Start of Block
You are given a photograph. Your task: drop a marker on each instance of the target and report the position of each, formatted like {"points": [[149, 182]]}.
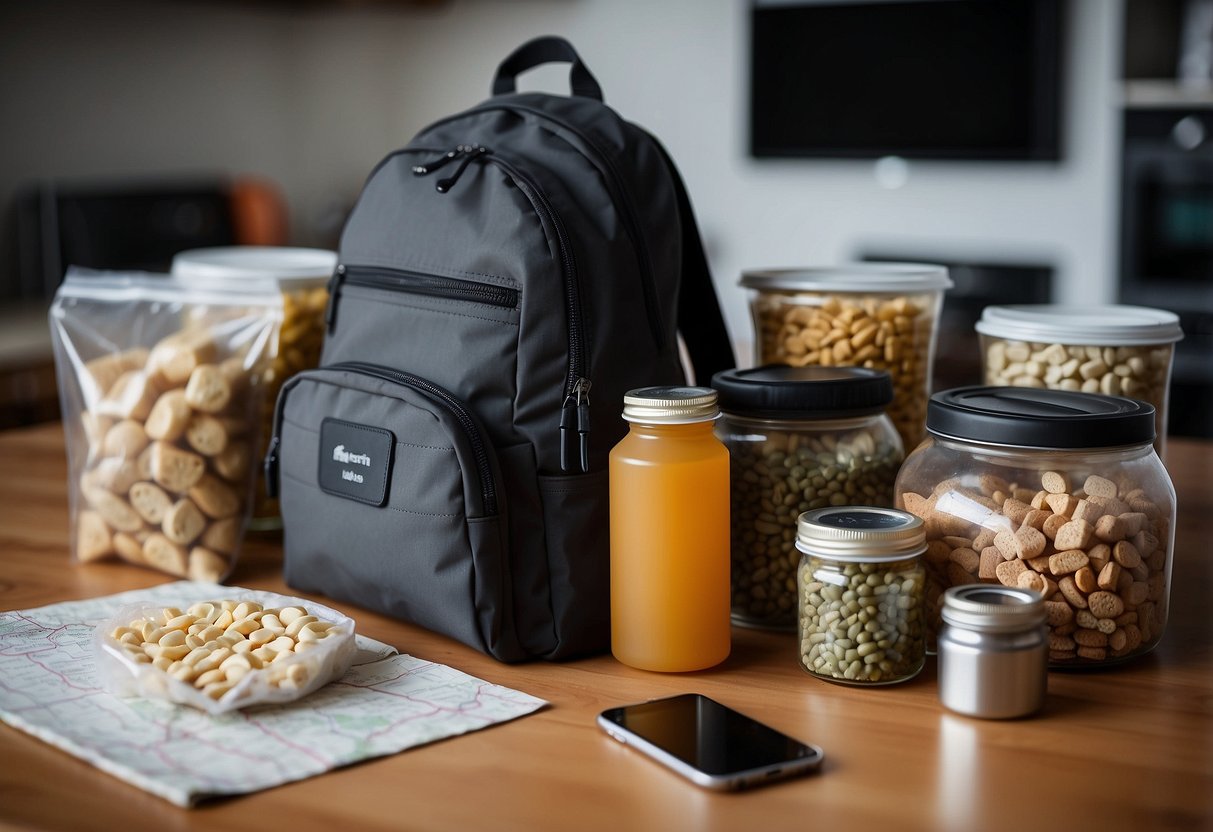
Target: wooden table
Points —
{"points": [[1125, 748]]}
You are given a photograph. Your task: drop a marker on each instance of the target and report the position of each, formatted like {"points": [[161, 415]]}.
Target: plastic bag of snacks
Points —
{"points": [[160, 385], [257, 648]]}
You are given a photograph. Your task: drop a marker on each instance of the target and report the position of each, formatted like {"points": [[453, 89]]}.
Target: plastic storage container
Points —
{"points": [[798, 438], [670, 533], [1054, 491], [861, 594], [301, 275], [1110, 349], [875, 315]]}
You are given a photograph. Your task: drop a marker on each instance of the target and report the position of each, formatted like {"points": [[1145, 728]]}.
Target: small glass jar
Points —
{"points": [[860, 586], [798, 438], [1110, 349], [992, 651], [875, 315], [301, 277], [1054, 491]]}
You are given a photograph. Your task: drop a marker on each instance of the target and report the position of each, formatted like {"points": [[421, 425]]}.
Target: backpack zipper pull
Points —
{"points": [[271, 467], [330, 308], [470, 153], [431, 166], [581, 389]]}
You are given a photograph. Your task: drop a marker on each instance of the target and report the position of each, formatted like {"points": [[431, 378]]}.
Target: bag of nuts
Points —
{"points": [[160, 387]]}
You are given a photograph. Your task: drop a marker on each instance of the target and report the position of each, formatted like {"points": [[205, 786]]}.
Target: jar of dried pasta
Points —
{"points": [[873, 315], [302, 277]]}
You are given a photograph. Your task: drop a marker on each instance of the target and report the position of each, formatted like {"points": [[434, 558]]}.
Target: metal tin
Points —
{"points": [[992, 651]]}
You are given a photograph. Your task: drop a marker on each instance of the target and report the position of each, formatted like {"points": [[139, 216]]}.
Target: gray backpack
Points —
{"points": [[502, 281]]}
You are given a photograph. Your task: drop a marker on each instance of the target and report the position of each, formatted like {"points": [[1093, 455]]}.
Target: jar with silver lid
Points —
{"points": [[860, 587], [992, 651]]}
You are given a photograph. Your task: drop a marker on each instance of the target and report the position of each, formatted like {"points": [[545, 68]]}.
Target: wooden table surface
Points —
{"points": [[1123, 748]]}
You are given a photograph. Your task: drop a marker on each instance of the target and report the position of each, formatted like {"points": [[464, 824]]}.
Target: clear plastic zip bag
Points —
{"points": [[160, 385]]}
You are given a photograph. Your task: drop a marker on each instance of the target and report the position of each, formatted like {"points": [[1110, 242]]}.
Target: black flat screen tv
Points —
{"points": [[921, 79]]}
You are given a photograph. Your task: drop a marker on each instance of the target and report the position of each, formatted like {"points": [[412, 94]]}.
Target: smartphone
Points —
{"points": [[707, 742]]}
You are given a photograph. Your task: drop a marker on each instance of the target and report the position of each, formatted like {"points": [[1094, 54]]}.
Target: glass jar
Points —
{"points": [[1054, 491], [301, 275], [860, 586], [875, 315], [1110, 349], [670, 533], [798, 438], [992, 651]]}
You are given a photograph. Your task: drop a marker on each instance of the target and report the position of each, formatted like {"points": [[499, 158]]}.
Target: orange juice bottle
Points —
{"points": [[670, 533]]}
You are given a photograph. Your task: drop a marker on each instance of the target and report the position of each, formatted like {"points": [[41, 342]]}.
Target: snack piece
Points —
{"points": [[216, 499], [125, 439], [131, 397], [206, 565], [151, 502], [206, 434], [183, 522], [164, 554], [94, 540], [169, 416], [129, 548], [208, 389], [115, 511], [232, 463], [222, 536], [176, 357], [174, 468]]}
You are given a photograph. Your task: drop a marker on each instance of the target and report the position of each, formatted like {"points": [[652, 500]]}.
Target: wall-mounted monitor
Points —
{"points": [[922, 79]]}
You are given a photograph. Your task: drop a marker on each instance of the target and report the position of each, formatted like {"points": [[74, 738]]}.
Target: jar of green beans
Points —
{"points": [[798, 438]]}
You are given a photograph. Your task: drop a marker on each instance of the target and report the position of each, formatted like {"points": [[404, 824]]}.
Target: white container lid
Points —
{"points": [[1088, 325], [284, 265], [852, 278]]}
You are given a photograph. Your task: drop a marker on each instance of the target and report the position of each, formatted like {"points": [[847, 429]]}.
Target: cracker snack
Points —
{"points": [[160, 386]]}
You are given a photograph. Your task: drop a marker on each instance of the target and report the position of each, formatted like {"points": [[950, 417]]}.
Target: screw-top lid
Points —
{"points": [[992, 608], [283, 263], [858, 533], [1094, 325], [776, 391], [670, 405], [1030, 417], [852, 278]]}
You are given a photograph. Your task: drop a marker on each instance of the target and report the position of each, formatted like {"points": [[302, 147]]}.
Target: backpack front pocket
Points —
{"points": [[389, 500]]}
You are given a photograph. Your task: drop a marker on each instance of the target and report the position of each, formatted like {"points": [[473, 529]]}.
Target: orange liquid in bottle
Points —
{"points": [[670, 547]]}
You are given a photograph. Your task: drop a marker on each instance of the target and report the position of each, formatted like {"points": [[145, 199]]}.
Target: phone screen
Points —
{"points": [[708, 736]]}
End of Block
Task objective: Set down each entry again exactly as written. Pictures stay out.

Response to the exercise:
You are given a photograph. Your task: drop a marker on each instance of the target and report the position of each, formatted like {"points": [[149, 182]]}.
Target: wooden table
Points —
{"points": [[1125, 748]]}
You are given a photograph. Your task: drop a marker on each instance of the target and report the position of each, formatted like {"points": [[161, 415]]}.
Target: plastic bag of snacks
Points —
{"points": [[160, 385], [257, 648]]}
You are given a photograph. Your task: drop a marker on each instance of the target and report the position of each, formatted like {"points": [[453, 89]]}.
Target: plastic storage container
Points —
{"points": [[798, 438], [670, 533], [1054, 491], [861, 594], [301, 275], [1110, 349], [875, 315]]}
You are given a photograph. Your task: drop a marker on each instance of the target and report the position of each, formatted like {"points": [[1145, 728]]}.
Target: small glass jar
Points —
{"points": [[860, 586], [798, 438], [1110, 349], [992, 651], [875, 315], [301, 277], [1054, 491]]}
You are given a photograph. Your task: drop a marker on each instance of the target and report the position of each, formatted like {"points": [[421, 425]]}.
Target: backpack zipper pull
Points —
{"points": [[271, 467], [330, 308], [470, 153], [431, 166], [581, 389]]}
You are given a photograph. Your task: drop a marker on each instance of the target and report the position of each, formatted like {"points": [[431, 378]]}.
Target: bag of nuts
Points —
{"points": [[160, 387]]}
You are given a photograph. Your task: drop a marker on each instance of the target and report the position of each, formatted like {"points": [[205, 786]]}.
Target: jar of dried pasta
Points —
{"points": [[873, 315], [302, 277]]}
You are given a photograph. Your task: drop a marker on each instance of the target and report the position of each, formatted like {"points": [[434, 558]]}.
Target: metal tin
Points —
{"points": [[992, 651]]}
You are given a photograph. Your task: drop a marker on each instance of the target and report the position of each, formatted like {"points": [[139, 216]]}.
Target: gray backpack
Points —
{"points": [[502, 281]]}
You are given a photograph. Your task: drop a marker on each instance of the target and report the position of each, formatted like {"points": [[1093, 455]]}.
Target: jar with silver lid
Points —
{"points": [[860, 587], [992, 651]]}
You are given a photograph. Your task: drop a marker on each instance of the target and report the position of each, formatted like {"points": [[545, 68]]}.
Target: wooden table surface
Points —
{"points": [[1123, 748]]}
You are given a photograph. Your task: drop a marker on each instance of the target and report the position of each, formatted like {"points": [[464, 824]]}.
Target: clear plastic zip bag
Points —
{"points": [[160, 385]]}
You are given a photograph. Your task: drop a marker on each instance of the target and report the position of each, formatted like {"points": [[1110, 242]]}.
Target: black flat screen tv
Points —
{"points": [[921, 79]]}
You are given a photograph. Your task: drop a marker on each instance of the target and report the position of each, formatted like {"points": [[412, 94]]}.
Target: smartphone
Points —
{"points": [[707, 742]]}
You are given a photograph. Your task: drop a marker on each instance of the target and report the position of each, formatted like {"points": [[1094, 54]]}.
Target: glass jar
Points —
{"points": [[1054, 491], [301, 275], [860, 586], [875, 315], [1110, 349], [670, 533], [798, 438], [992, 651]]}
You are given a photograph. Your task: drop a marker on each instance of the target and report the position of each, formatted like {"points": [[499, 158]]}.
Target: orange juice bottle
Points —
{"points": [[670, 533]]}
You are given a photograph. Your task: drop a marker on each instance of the target and report the position of each, formatted like {"points": [[41, 342]]}.
Target: snack piece
Points —
{"points": [[216, 499], [125, 439], [131, 397], [206, 565], [151, 502], [206, 434], [183, 522], [164, 554], [94, 540], [169, 416], [129, 548], [208, 389], [115, 511], [232, 463], [222, 536], [176, 357], [174, 468]]}
You are given a photograph. Your task: drop a marker on each instance of the target and report the position of each, formatted like {"points": [[652, 500]]}.
Target: wall-mounted monitor
Points —
{"points": [[922, 79]]}
You are given a photograph. Your task: drop a marker on each instance of the target and report the position of each, formatted like {"points": [[74, 738]]}.
Target: jar of green beans
Points —
{"points": [[798, 438]]}
You are given a photograph. Your task: drop a marker on each instance of the target and report the position of each, formatted like {"points": [[404, 824]]}.
Target: white container lid
Points —
{"points": [[1088, 325], [284, 265], [852, 278]]}
You are given a photograph. Your task: drop a marker on each instance of the target and report the position of each, formatted like {"points": [[847, 429]]}.
Target: cracker snack
Points —
{"points": [[160, 386]]}
You are given a photograph. Your task: drop a marker on each instance of the target and report the position of each, formatted like {"points": [[950, 417]]}.
Target: screw-top lid
Points —
{"points": [[992, 608], [283, 263], [858, 533], [1094, 325], [776, 391], [670, 405], [1030, 417], [852, 278]]}
You are given a photograph. Your task: drop a marker on each instance of the target and report the position of each, formatted like {"points": [[302, 147]]}.
Target: backpack front pocket
Points —
{"points": [[389, 500]]}
You are given a photograph. Your task: drop a marker on each instance of the target and report the position of each, formatted like {"points": [[473, 529]]}.
Target: orange liquid in bottle
Points —
{"points": [[670, 547]]}
You are given a photograph. Your task: drop a marker on each instance of the target and report the position of each, formatted like {"points": [[145, 199]]}.
Target: phone screen
Points —
{"points": [[708, 736]]}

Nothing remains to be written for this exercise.